--- SELECTED TEXT ---

From: Olivier Antoine <oliviera201304_at_gmail.com>
Date: Sun, 16 Jun 2013 22:55:48 +0200

Thanks, that's a lot to think about,

>>> From: Les Mikesell

>Taking the history in a copy is what makes svn work and it makes any
> copied directory functionally usable as a branch or tag. But after
> that it depends on how you actually use it...

As consequence, SVN allows to create branches and tags on a part of the
software of the repository, starting at a subdirectory and the copy command
can then control/limit the scope of the branch/tag.This can be useful.

Now, I only see two uses of the command svn+copy - and two only :
- Copy the software of the repository - or a part of it - to the branches
or tags repositories,
- Restoring a removed file or directory element to the HEAD revision.

It is difficult for me to imagine a part (file or whole directory tree)
copied to another place of the same software. This would be some kind of
hardlinks (against SCM principles !).

---

In the email above about the svn copy command, retype everything from "Now, I only" down to "the HEAD revision.".

--- SOURCE MATERIAL ---

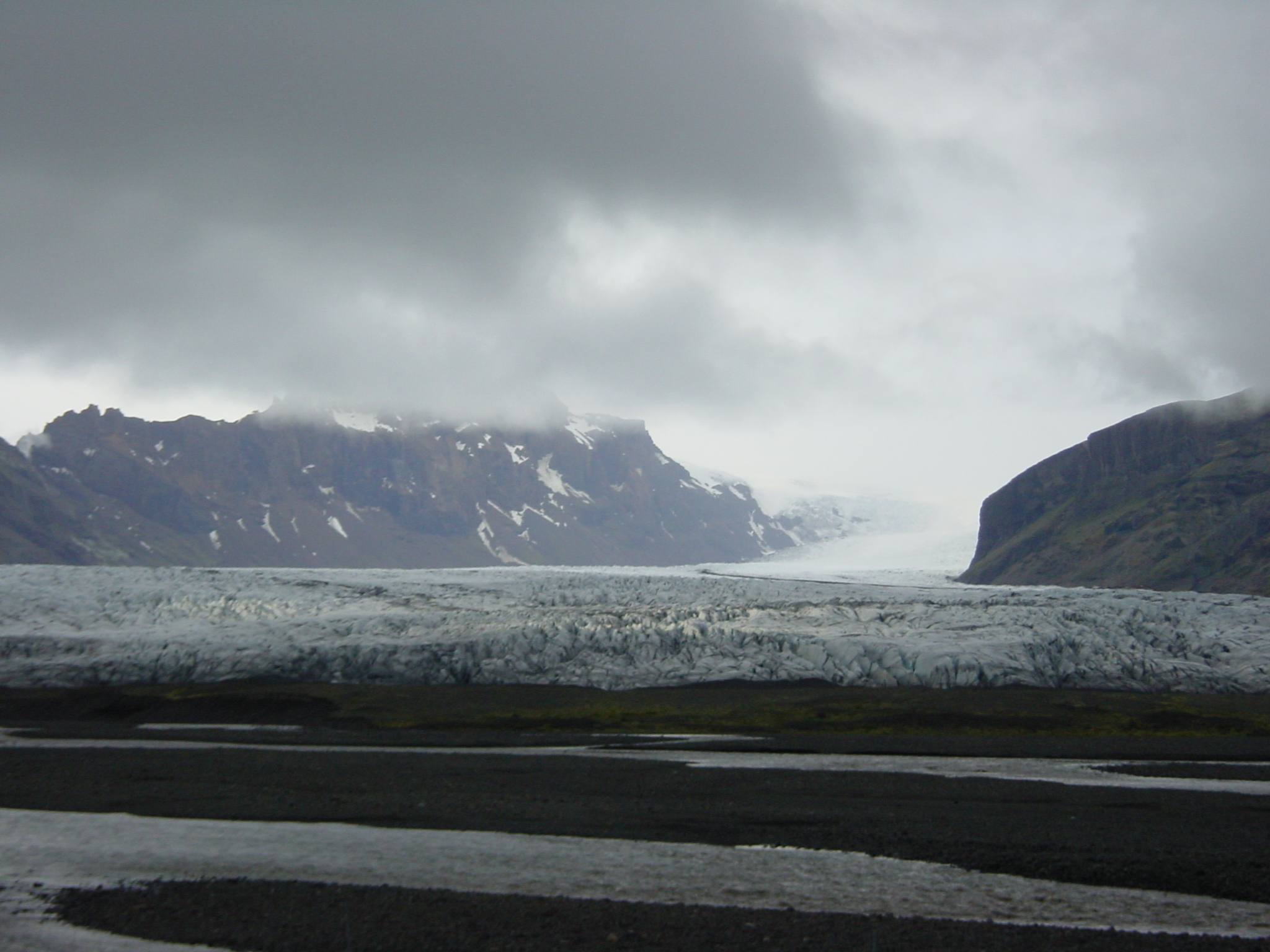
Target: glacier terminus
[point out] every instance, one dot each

---

**SOLUTION BELOW:**
Now, I only see two uses of the command svn+copy - and two only :
- Copy the software of the repository - or a part of it - to the branches
or tags repositories,
- Restoring a removed file or directory element to the HEAD revision.